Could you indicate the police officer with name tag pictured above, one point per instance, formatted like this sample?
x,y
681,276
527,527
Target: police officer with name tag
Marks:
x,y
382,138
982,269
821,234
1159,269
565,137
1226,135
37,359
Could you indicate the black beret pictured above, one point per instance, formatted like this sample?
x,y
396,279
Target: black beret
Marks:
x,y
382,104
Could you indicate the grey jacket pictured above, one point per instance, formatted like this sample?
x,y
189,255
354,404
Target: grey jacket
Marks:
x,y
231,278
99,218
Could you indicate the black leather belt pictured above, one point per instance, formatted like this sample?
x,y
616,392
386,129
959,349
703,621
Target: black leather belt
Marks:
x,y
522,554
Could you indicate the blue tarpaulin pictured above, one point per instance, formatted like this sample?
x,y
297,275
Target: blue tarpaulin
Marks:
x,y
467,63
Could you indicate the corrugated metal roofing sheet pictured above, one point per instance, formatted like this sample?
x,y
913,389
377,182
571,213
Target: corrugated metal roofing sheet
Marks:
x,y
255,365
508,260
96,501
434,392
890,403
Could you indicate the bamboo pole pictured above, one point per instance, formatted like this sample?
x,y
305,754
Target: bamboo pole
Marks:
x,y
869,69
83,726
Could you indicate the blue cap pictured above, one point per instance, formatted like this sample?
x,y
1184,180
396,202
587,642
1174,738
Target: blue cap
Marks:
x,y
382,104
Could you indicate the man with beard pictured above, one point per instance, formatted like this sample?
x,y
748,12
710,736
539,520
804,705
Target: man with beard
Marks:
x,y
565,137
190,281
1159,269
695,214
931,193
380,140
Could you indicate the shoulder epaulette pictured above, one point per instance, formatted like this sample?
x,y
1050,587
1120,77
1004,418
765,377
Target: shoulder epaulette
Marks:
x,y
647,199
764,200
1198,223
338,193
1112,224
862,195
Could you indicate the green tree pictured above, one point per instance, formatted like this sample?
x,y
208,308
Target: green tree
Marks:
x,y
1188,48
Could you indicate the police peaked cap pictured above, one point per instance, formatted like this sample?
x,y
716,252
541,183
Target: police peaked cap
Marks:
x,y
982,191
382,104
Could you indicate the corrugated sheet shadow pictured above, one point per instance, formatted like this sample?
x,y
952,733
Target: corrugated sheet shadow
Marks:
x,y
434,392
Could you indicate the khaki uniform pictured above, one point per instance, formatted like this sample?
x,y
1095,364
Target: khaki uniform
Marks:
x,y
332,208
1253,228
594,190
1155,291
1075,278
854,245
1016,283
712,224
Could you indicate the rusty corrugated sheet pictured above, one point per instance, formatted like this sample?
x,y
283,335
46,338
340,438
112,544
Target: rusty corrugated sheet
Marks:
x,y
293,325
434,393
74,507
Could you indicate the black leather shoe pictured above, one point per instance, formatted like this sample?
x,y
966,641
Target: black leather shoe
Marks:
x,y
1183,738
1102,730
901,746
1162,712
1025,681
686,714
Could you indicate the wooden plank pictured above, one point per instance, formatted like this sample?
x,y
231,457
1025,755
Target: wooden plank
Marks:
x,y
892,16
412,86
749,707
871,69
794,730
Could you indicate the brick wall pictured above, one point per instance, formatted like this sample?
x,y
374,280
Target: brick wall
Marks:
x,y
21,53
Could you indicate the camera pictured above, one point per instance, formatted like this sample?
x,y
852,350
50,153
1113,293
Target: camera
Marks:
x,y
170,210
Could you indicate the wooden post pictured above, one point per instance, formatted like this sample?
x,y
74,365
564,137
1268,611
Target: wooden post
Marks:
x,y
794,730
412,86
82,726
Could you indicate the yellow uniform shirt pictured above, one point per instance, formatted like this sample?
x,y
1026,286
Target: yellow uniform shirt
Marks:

◆ Task instructions ◆
Using the exact wording, write out all of the records.

◆ Output ◆
Could you indicate the police officer with name tag pictured above, one point per instance, formatted like this sample?
x,y
681,276
527,527
Target: police officer with name tag
Marks:
x,y
382,138
982,269
821,234
1159,269
565,137
1226,135
37,359
Could you indicate the black beret pictured above, one point per instance, formatted like this sample?
x,y
396,279
Target: black beret
Marks:
x,y
382,104
Could you indicate the grey jacket pictured above, one point per instance, formatted like this sample?
x,y
189,255
354,404
Target: grey jacket
Marks:
x,y
231,278
99,218
Could you indicate the black leather belt pictured above, one point per instance, formatted like this sample?
x,y
616,392
386,129
959,349
703,621
Target: black leather belt
Marks:
x,y
522,554
Could you indicate the blue tarpaulin pictured above, one point per instance, formatted like this sample?
x,y
297,275
Target: blue tarpaulin
Marks:
x,y
467,63
Could you indicate the corrugated metal roofing sheet pictured above, one point per instance, formatted like this sample?
x,y
913,389
377,182
571,213
Target: corrugated metal roofing sheet
Marks:
x,y
255,365
508,260
96,501
434,392
890,403
Could you indicate the bamboo pole pictured above, one point per instance, formatted like this sample?
x,y
305,754
Target: bamboo pole
Marks:
x,y
869,69
83,726
Could you indicate the blue cap pictured above, one point per instance, formatted like this sample?
x,y
1184,180
396,202
587,642
1174,738
Target: blue cap
Marks:
x,y
382,104
Could you indicate the man with beard pictured above, one point per instance, formatted like this sample?
x,y
748,12
710,736
539,520
804,705
Target: man with beard
Marks:
x,y
565,137
190,281
1159,269
695,214
931,193
380,140
Could you indicate the shoulder epaulette pictured above, one point per instance, formatted like this sample?
x,y
1050,587
1120,77
1004,418
765,377
Target: shoulder epaulette
Marks:
x,y
647,199
764,200
1198,223
338,193
1112,224
862,195
Could you indicate the green tree pictured above, one point per instance, formatted like this sample?
x,y
208,308
Target: green tree
Marks:
x,y
1188,48
Could you indicate the police peaked cap pictured above, one point per instance, formatted like this sample?
x,y
716,252
541,183
Target: police peaked cap
Marks:
x,y
982,191
382,104
Could you indicate the corrugated sheet shadow pictured above, one point per instance, formatted like this sample?
x,y
952,733
Target: corrugated sheet shadow
Marks:
x,y
434,392
Could you indicate the khaki uniform pictured above, one point per instance, formatted like this sample?
x,y
1095,364
Target: khaki uniform
Marks:
x,y
332,208
1253,228
594,190
1155,291
1075,278
854,245
1016,283
712,224
Could you indicate the rusty corrugated sheet pictured above, one point per instance, formatted like this sample?
x,y
283,335
46,338
340,438
112,544
Target: rusty corrugated sheet
Marks:
x,y
293,325
434,393
74,507
Could you indicate the black leather shoe pictured above, one point per instance, formatted like this sample?
x,y
966,641
Target: black leather shoe
Marks:
x,y
1183,738
1102,730
901,746
1162,712
1025,681
686,714
Could you indicate the wooden plank pictured above, one point per instance, formatted like this sample?
x,y
231,457
1025,755
Target: wooden plank
Marks:
x,y
892,16
412,86
749,707
871,69
794,730
Could you indicate the brick wall pictured above, one point per instance, formatted like this sample?
x,y
374,280
Target: brick wall
Marks:
x,y
21,53
Could you indicate the camera pictured above, one point per instance, formatted like this sample?
x,y
852,350
50,153
1113,293
Target: camera
Marks:
x,y
170,210
Could you indicate the wooden post pictured above, one point per instance, formatted like this sample?
x,y
74,365
564,137
1268,611
Target: wooden post
Marks:
x,y
794,730
412,86
82,726
Could you indicate the yellow uniform shirt pictured above, one point per instance, formatted like this sample?
x,y
1026,286
Target: yellow uniform shirt
Marks:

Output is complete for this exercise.